## Given task A
Decide whether each statement agrees with the Palazzo Trevisan Cappello post: (i) the palazzo is believed to have been designed by Bartolomeo Bon the younger; (ii) the piano nobile is currently occupied; (iii) the glass showroom and the lace showroom are reached by separate bridges. For each, answer yes or no and quote the deciding words of the post.
## Given task B
List every building or bridge that the Palazzo Trevisan Cappello post names, other than the palazzo itself.
## Given task C
Restate word for word the part of the Palazzo Trevisan Cappello post that begins at the words "There are occupied"; stop after "off the ground.".

## Text shown

==*==

Sunday, March 3, 2013

Grand Shuttered Ruin: Inside Palazzo Trevisan Cappello


With its richly-decorated facade of polychrome marble and porphyry, the late 15th-century Palazzo Trevisan Cappello is one of those rare private residences whose facade can almost compete with the surface grandeur of the nearby Basilica San Marco. Believed to have been designed by Bartolomeo Bon the younger, who was the initial architect of the Scuola di San Rocco, as well as of the Procuratie Vecchie in Piazza San Marco, the palazzo is also one of those buildings which nearly every visitor to Venice has seen, if not consciously noted. For located just a short way behind the basilica, and just down the canal spanned by the Bridge of Sighs, its ground floor has long been occupied by a glass showroom on one side, and a lace showroom on the other, both of which are reached by the same rather wide bridge.

There are occupied apartments on the topmost floors of the palazzo, but the piano nobile has been empty for quite some time. A friend told me that a little less than 10 years ago the latest owner of the palazzo had some elaborate plans to develop the property into extremely high end apartments, complete with the use of a private plane for intra-European jaunts. But those plans seem never to have gotten off the ground.

==*==

## Recorded data
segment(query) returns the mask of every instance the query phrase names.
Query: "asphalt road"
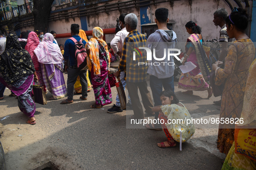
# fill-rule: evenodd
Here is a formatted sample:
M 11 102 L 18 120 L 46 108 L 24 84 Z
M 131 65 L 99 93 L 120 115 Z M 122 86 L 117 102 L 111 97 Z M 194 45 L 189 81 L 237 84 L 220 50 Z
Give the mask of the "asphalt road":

==*==

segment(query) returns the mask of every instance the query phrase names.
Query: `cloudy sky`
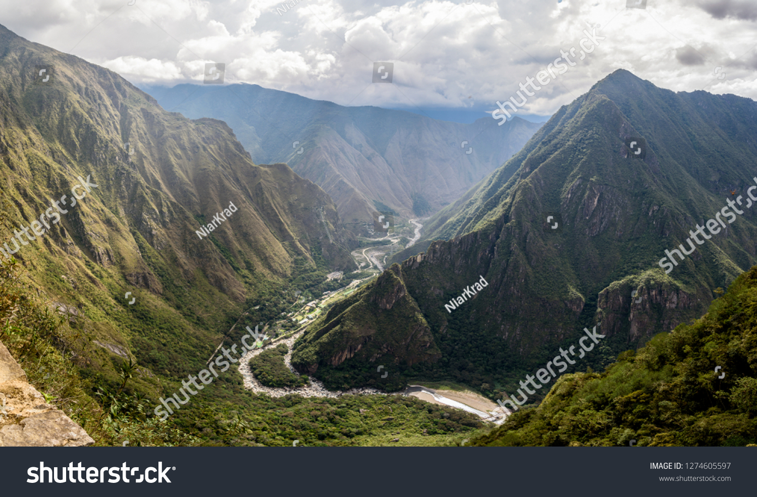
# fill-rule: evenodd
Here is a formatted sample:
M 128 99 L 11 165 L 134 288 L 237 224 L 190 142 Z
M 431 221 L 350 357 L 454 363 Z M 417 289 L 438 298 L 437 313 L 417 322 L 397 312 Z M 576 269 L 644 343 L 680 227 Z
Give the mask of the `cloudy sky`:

==*==

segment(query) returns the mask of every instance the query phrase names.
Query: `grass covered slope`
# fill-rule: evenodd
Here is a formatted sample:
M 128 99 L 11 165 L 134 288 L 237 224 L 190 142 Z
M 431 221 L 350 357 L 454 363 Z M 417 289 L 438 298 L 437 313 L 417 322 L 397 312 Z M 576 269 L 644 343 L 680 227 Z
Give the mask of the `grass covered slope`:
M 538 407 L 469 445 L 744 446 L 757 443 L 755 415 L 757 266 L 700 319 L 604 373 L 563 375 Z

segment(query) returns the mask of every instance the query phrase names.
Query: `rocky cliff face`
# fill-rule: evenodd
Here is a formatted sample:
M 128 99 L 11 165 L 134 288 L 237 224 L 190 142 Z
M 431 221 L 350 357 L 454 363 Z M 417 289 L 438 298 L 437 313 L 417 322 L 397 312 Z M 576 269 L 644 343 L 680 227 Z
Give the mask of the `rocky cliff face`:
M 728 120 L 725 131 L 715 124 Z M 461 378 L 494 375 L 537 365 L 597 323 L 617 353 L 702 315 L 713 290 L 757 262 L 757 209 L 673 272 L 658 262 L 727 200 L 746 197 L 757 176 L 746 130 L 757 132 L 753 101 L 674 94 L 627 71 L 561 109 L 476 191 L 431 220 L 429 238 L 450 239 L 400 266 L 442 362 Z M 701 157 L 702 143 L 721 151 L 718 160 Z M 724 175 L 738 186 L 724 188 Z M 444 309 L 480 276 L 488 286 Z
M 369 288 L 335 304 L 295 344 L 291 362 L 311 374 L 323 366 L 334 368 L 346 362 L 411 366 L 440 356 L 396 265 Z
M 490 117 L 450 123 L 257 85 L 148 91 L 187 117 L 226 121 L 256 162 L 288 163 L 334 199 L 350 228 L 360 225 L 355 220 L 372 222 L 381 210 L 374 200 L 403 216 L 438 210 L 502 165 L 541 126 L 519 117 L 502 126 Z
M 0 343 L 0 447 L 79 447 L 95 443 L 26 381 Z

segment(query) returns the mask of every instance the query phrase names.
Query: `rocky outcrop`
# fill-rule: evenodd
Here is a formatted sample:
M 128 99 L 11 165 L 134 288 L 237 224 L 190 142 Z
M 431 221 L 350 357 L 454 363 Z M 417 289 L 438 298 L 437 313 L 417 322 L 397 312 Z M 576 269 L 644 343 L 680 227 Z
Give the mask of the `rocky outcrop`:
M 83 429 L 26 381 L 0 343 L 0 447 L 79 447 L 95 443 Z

==*==

## Exercise output A
(i) Yes: "Believed to have been designed by Bartolomeo Bon the younger"
(ii) No: "the piano nobile has been empty for quite some time"
(iii) No: "both of which are reached by the same rather wide bridge"

## Exercise output B
Basilica San Marco
Scuola di San Rocco
Procuratie Vecchie
Bridge of Sighs

## Exercise output C
There are occupied apartments on the topmost floors of the palazzo, but the piano nobile has been empty for quite some time. A friend told me that a little less than 10 years ago the latest owner of the palazzo had some elaborate plans to develop the property into extremely high end apartments, complete with the use of a private plane for intra-European jaunts. But those plans seem never to have gotten off the ground.